#### [Tasks]
1 – Name the city where keri plans to open a bank account, according to the bank account thread.
2 – List every way the bank account thread says a person may feel on arriving.

#### [Text provided]
- - -
# bank account



## keri (Apr 23, 2010)

im going to take over all my english sterling and open a bank account on arrival in brisbane. i will put all of it into my new oz account, just afew questions about this.

will i need a steady address for them to send the card to or will they give me one upon creation of the account?
how long would it take to arrive, as i dont want to have to go without acess to my money for a short time? 

thankyou


----------



## Wanderer (Jun 16, 2007)

I think you'll find some banks will be able to produce a card for you on the spot but rather than carry too much cash on you and arrive with it when you're going to be tired and possibly jet lagged [ _and if you've not travelled for about 24 hours before to the other side of the planet, you will feel more than a bit stuffed _] , why not look at opening an account before you leave and just deposit the money before you leave or do an electronic transfer on arrival.
- - -
#### [Source data]

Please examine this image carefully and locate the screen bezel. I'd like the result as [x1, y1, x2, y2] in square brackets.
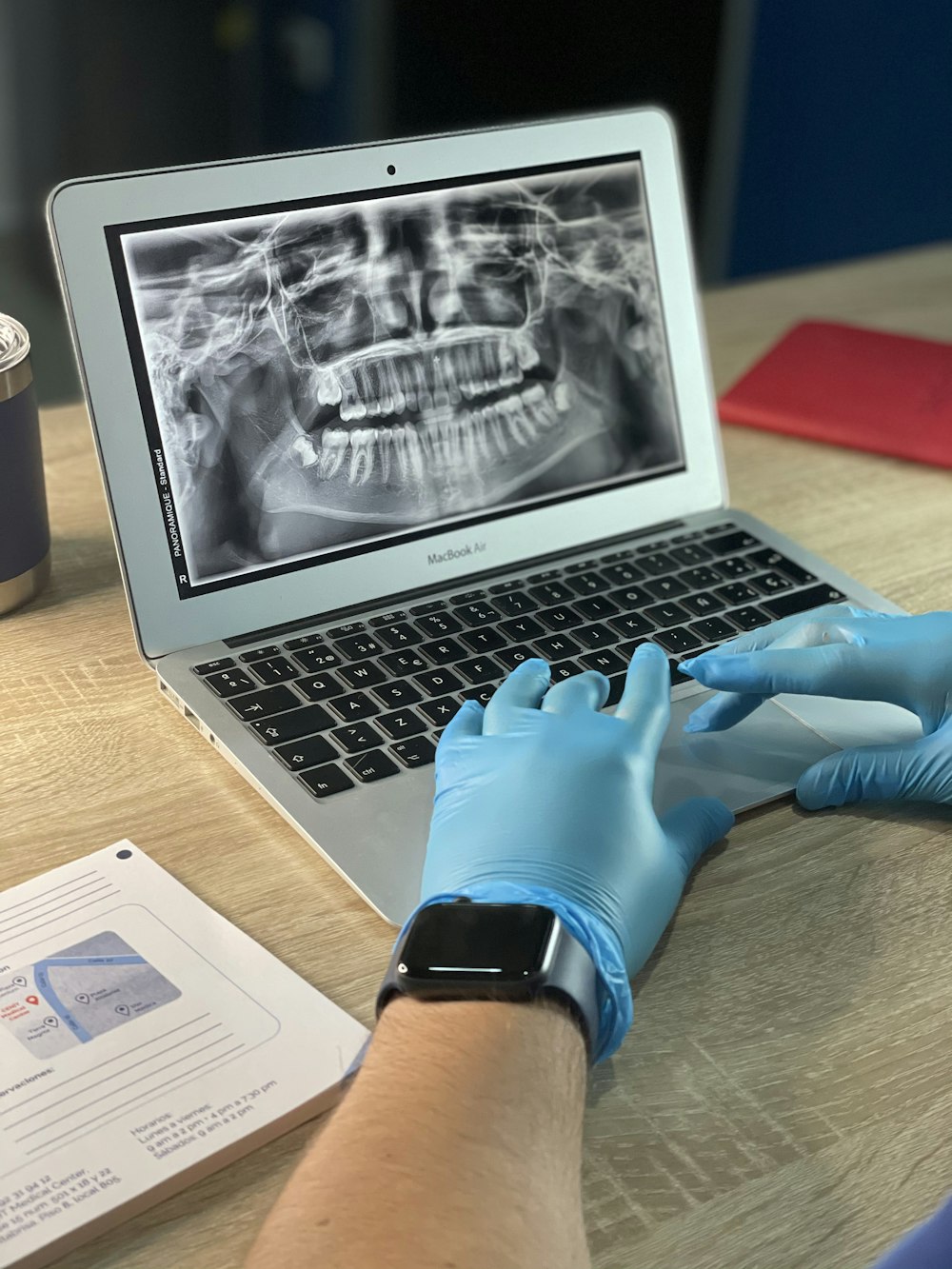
[49, 109, 726, 659]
- - -
#### [Exercise solutions]
1 – Brisbane

2 –
- Tired
- Possibly jet lagged
- More than a bit stuffed